Stated task:
Carry on the passage about anger over John Kerry's concession and the disputed presidential vote count, starting right after its final sentence.

It’s worth your while, if you’re interested in gauging the temper of the times (and I do mean temper), to go on the Net and see how boiling mad some people are about this issue. It’s true that some are just in denial because they’ve been reading (or writing) Bush-bashing books and talking mainly to each other and are unable to conceive that there are people who could actually disagree with them in the voting booth. But I think some of that anger should be directed at John Kerry, who turned tail and ran out on his supporters in order to preserve his “image” in that fateful morning-after concession speech. In order to avoid looking like a “sore loser”-the phony chivalric gesture that, in fact, is designed to enhance his own image, not address his voters’ concerns. In order to avoid looking like Al Gore. Au contraire, as Mr. Kerry might say, his conduct makes Mr. Gore look like a hero for his willingness to persist in Florida four years ago.

But it’s probably too late for Mr. Kerry to remedy his failure of nerve: the anger is not going away, and it’s not limited to the Internet. I was in a cab listening to the liberal radio network Air America, where a commentator was going on and on and on about the vote in Florida this year-based largely on apparent unawareness of the “Dixiecrat” factor in Florida. (The real problems in Florida-I’m not sure how to evaluate their seriousness yet-appear to be in Broward County.)

More informed analysis has broken through to at least one TV network, MSNBC, where Keith Olbermann’s Countdown show has been pursuing the story in a “reality-based” reportorial way, and Chris Matthews has given time to it on Hardball. Brooke Gladstone on NPR’s On the Media did a valuable wrap-up last week. And now a New York Times Sunday editorial has weighed in on the side of a scrupulous count.

Dataset extract:
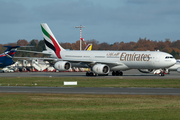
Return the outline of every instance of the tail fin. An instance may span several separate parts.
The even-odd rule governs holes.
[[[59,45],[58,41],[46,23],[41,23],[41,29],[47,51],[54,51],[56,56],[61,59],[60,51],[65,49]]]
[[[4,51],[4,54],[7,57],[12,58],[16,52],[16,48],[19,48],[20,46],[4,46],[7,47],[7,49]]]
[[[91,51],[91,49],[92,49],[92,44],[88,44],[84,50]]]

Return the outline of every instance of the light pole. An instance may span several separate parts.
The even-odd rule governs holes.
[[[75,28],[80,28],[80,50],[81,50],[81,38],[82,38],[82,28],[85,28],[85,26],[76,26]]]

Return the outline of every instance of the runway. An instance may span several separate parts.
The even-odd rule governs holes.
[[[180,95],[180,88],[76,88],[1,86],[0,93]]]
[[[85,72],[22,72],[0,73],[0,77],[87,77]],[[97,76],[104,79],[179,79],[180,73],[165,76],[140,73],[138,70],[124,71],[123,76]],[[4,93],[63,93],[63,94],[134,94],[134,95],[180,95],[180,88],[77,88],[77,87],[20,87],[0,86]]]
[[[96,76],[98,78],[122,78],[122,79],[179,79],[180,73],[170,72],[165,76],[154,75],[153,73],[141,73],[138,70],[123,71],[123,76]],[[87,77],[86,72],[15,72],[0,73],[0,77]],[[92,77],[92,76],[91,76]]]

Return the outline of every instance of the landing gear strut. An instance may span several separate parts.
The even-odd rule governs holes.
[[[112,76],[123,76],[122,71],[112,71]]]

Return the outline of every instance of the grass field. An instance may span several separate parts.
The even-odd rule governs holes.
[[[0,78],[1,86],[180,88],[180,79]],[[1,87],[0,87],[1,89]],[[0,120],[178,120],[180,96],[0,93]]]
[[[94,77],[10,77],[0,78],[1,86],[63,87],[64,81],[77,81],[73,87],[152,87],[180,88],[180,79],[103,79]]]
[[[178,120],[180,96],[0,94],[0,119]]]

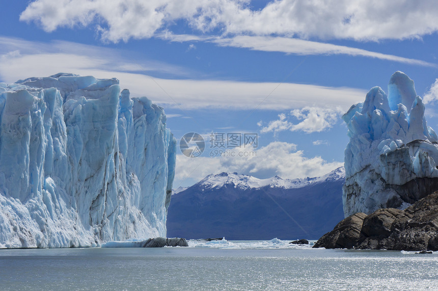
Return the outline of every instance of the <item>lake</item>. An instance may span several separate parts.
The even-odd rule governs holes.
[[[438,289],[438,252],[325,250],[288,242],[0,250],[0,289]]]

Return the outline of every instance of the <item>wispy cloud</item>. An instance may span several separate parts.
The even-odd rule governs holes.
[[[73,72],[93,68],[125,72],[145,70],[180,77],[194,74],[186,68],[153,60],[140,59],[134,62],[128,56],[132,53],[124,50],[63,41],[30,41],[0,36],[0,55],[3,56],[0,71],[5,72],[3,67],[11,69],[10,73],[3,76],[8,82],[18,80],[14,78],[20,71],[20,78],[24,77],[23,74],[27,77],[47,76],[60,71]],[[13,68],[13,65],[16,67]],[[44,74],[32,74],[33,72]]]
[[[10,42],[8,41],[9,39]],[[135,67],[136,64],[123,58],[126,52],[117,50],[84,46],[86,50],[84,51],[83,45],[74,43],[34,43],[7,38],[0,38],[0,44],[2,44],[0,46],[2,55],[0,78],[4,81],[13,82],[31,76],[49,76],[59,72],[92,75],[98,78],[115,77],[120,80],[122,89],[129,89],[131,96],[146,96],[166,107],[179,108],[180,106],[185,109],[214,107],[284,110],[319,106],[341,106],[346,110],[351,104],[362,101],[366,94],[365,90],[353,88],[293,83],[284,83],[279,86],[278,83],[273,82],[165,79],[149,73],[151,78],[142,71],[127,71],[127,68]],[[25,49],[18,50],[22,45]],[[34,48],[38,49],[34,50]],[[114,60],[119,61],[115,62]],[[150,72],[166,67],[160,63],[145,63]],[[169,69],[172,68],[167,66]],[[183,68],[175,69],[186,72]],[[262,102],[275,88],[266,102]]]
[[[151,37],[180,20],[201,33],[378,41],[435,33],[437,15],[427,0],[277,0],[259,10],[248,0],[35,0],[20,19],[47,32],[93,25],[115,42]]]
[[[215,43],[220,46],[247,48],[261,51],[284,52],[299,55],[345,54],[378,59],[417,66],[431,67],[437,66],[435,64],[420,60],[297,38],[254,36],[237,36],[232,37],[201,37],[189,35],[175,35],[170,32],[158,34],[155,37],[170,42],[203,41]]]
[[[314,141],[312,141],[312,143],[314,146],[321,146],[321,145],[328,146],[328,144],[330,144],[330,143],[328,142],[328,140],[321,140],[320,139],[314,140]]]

Written answer:
No, it’s not Florida 2000 close in Ohio, but it’s close. And in the light of reports of some irregularities and malfunctions already exposed there, don’t we all deserve-both Bush and Kerry supporters-a respite from the allegations of an illegitimate Presidency that are now sweeping through cyberspace? For the sake of history, for the sake of maximum clarity and rationality in our political culture, we deserve the most exacting count possible, even if that means (horror of horrors) litigation.

So why wouldn’t John Kerry allow the votes to be (re)counted? Why the pre-emptive concession? (Which has no legal force: He has to be President if an Ohio recount goes his way.) Why deny his supporters the certainty that the votes had been counted and counted fairly? Why did Mr. Kerry’s nerve fail him? Why do yet another flip-flop and repudiate the words of John Edwards about making sure every vote is counted?


Here’s how Newsweek recounts the situation on the morning after Election Day, when Mr. Kerry still hadn’t conceded, three networks still hadn’t called Ohio or the Presidency, and the Kerry camp was spring-loaded with litigators who could go to Ohio and demand recounts where called for:

“Nothing but a miracle could save Kerry, and the candidate and his advisers saw that the long wait and inevitable court fights would paint Kerry as a sore loser. Advisor Ron Klain presented an aggressive legal strategy, but Kerry decided to spare the country.”

Spare the country-spare me. Are we so fragile we can’t handle the delay that exactitude might require in the most important Presidential campaign in a generation? “Spare the country”: You see that meme in a number of poorly thought-out editorials and columns praising Mr. Kerry for his cop-out. Noble John Kerry “sparing the country.” Not being a “sore loser.” Maybe not a sore loser, but a loser-that’s for sure.

He made it all about him. All about how he’d look, about his image, perhaps about his future, his pathetic dream of running another inept campaign. What about his followers, who put their hearts into the campaign and were cheated of certainty so Mr. Kerry could bask in the goo-goo congratulations of the sappy and wrong-headed “spare the country” editorialists.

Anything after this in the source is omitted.